* **WRITTEN INSTRUCTION A**
In the fishing photography thread, which version of Photoshop does the reply recommending RAW files say it uses?
* **WRITTEN INSTRUCTION B**
Turn the paragraph beginning "Photography tips always put sun at your back" from the fishing photography thread into a short bulleted list of its tips.
* **WRITTEN INSTRUCTION C**
Extend the fishing photography thread with the next post.

* **PROVIDED PASSAGE**
————

# newbie advice



## adc77 (Jul 23, 2009)

i just picked up a Nikon cool pics p100 and am looking for some tips on fishing photography. i know it is not a dslr but i could not see getting that invested at this point. any thing would be helpful (settings, software, and storage in you skiff. )
thanks 
aaron


----------



## paint it black (Nov 3, 2007)

> i just picked up a Nikon cool pics p100 and am looking for some tips on fishing photography.  i know it is not a dslr but i could not see getting that invested at this point.  any thing would be helpful (settings, software, and storage in you skiff. )
> thanks
> aaron



Storage, pelican case.


----------



## noeettica (Sep 23, 2007)

X2 on the pelican ! Looks Interesting ..... Experiment Take notes 

http://reviews.cnet.com/digital-cameras/nikon-coolpix-p100/4505-6501_7-33966421.html


----------



## adc77 (Jul 23, 2009)

i have a underwater kinetics dry box that came with one of my dive lights. i thought i would use it once i found some foam for the inside.


----------



## backwaterbandits (Dec 15, 2006)

> > i just picked up a Nikon cool pics p100 and am looking for some tips on fishing photography.  i know it is not a dslr but i could not see getting that invested at this point.  any thing would be helpful (settings, software, and storage in you skiff. )
> > thanks
> > aaron
> 
> ...


 X3 on the Pelican Box...Get one that will fit
your camera and cell phone with foam all
around both and you will be bullet proof!


----------



## Yoreese (Oct 15, 2009)

I have Pelican for Dslr and a Simms dry bag for P&S it has room for cell phone and wallet.  

Photography tips always put sun at your back and if it's bright sun like mid-day learn to use fill flash.  Push fish out toward camera makes a minnow into a WHOPPER! LMAO!!!   Have fun!


----------



## HighSide25 (May 15, 2007)

gimp.com is a free editing software that can do many, but not all things, the expensive adobe photoshop can do. dry bag the camera and dont be afriad to take many pictures in different settings


----------



## aaronshore (Aug 24, 2007)

Shoot in RAW files. Edit them in Photoshop with the RAW menu (it will open automatically when you load the image into photoshop). Since you shoot Nikon (if your camera has the ability to shoot RAW files) it will be coded NEF RAW. In my opinion the RAW menu of Photoshop is by far the most powerful tool available on that software. I use Photoshop CS4 the Master Extended Version. Its pretty sweet. If you happen to be a college student, or know one, college book stores have the student version of CS4 for pretty cheap.


----------



## adc77 (Jul 23, 2009)

————

* **DATASET ENTRIES**

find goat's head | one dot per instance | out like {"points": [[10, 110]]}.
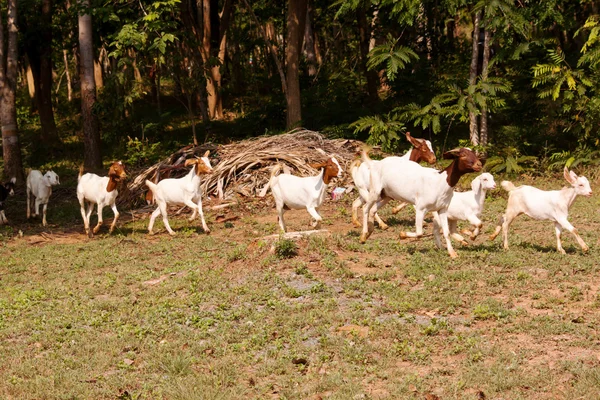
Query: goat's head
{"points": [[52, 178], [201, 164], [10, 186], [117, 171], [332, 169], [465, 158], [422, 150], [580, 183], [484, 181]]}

————

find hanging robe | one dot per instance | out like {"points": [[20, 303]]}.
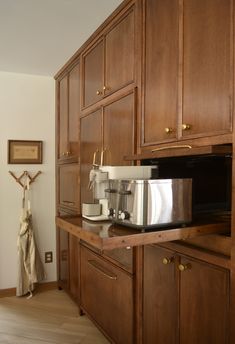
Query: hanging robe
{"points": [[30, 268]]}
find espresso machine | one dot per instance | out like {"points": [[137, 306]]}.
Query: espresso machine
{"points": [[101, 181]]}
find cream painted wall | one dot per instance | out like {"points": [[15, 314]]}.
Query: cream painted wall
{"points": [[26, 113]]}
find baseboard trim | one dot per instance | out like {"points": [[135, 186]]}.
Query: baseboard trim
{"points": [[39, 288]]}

————

* **FINAL RESULT A**
Photoshop CS4, the Master Extended Version.

* **FINAL RESULT B**
- Always keep the sun at your back.
- In bright sun, such as mid-day, learn to use fill flash.
- Push the fish out toward the camera to make a minnow look like a whopper.

* **FINAL RESULT C**
right now on my computer i have the nikon view nx , picasa ,and gimp.  This camera does not seem to shoot in raw.  i was just reading a article about this and was not sure how important it was to me. what i got from it was that raw gave you the ability to correct a wider range of problems.  i'm not sure i have the ability to do major manual corrections at this point anyway.   and as much as i would like a camera that had more room for me to grow in to, i think i have to keep a leash on this one.  after getting into fly fishing i don"t think my marriage can handle any more expensive or time consuming hobbies.  i did find some good tips just searching the web as well.
                          http://www.midcurrent.com/articles/gear/matthews_phototips.aspx
                             and 
http://www.fieldandstream.com/photos/gallery/fishing/bass-fishing/where-fish-bass/2009/06/beginners-guide-better-fishing-photograp

     thanks for the help guys


----------



## Yoreese (Oct 15, 2009)

That camera only shoots JPG's and that is fine, there are many magazine covers that were shot and submitted as JPG. More than anything if you don't already have a good handle on exposure and how to accomplish a good one get a photography book or read on the internet. That will help you more than anything. Digital is very user friendly compared to film as you can check your exposure immediately with the histogram. I'm sure the Nikon P100 will let you preview the image and show the histogram and maybe even make over exposed highlights blink.


----------



## adc77 (Jul 23, 2009)

thanks for the pointers. i have been focusing on learning the camera first. no pun intended. i did get out dock light fishing last week and played with it for a while before it got dark.  out of eighty some shots i think i kept three. lol


----------



## skinny_water (Jun 11, 2008)

Don't be upset at the averages of pics good/bad. Some people ask how many pics I take on a trip, which on a good one ends up being around 300 or so. I keep 10, lol.


----------



## paint it black (Nov 3, 2007)

Another thing, when shooting a pic, try to make sure the horizon is straight.
A crooked horizon is an eyesore.


----------



## HighSide25 (May 15, 2007)

> Another thing, when shooting a pic, try to make sure the horizon is straight.
> A crooked horizon is an eyesore.


if its a little crooked, it is an eyesore. if its intentianal, its artsy.

one of my favorites i did way off "horizon"


----------



## adc77 (Jul 23, 2009)

a little practice at Busch gardens.


----------



## adc77 (Jul 23, 2009)

and...


----------



## adc77 (Jul 23, 2009)

....


----------



## Yoreese (Oct 15, 2009)

> thanks for the pointers. i have been focusing on learning the camera first. no pun intended. i did get out dock light fishing last week and played with it for a while before it got dark.  out of eighty some shots i think i kept three. lol


This is actually pretty good, but like others have suggested do your best to level the horizon. If you goof and I do quite often you can fix it in software later. If you don't have software yet just go buy a copy of Photoshop Elements it will let you fix many things.


----------



## aaronshore (Aug 24, 2007)

That straighten tool in the Camera Raw menu is magic............LOL


----------



## Punkrawqer (Dec 26, 2009)

> thanks for the pointers. i have been focusing on learning the camera first. no pun intended. i did get out dock light fishing last week and played with it for a while before it got dark.  out of eighty some shots i think i kept three. lol


Nice pic of your ipb...how do you like the boat? I was thinking about getting one...


----------



## adc77 (Jul 23, 2009)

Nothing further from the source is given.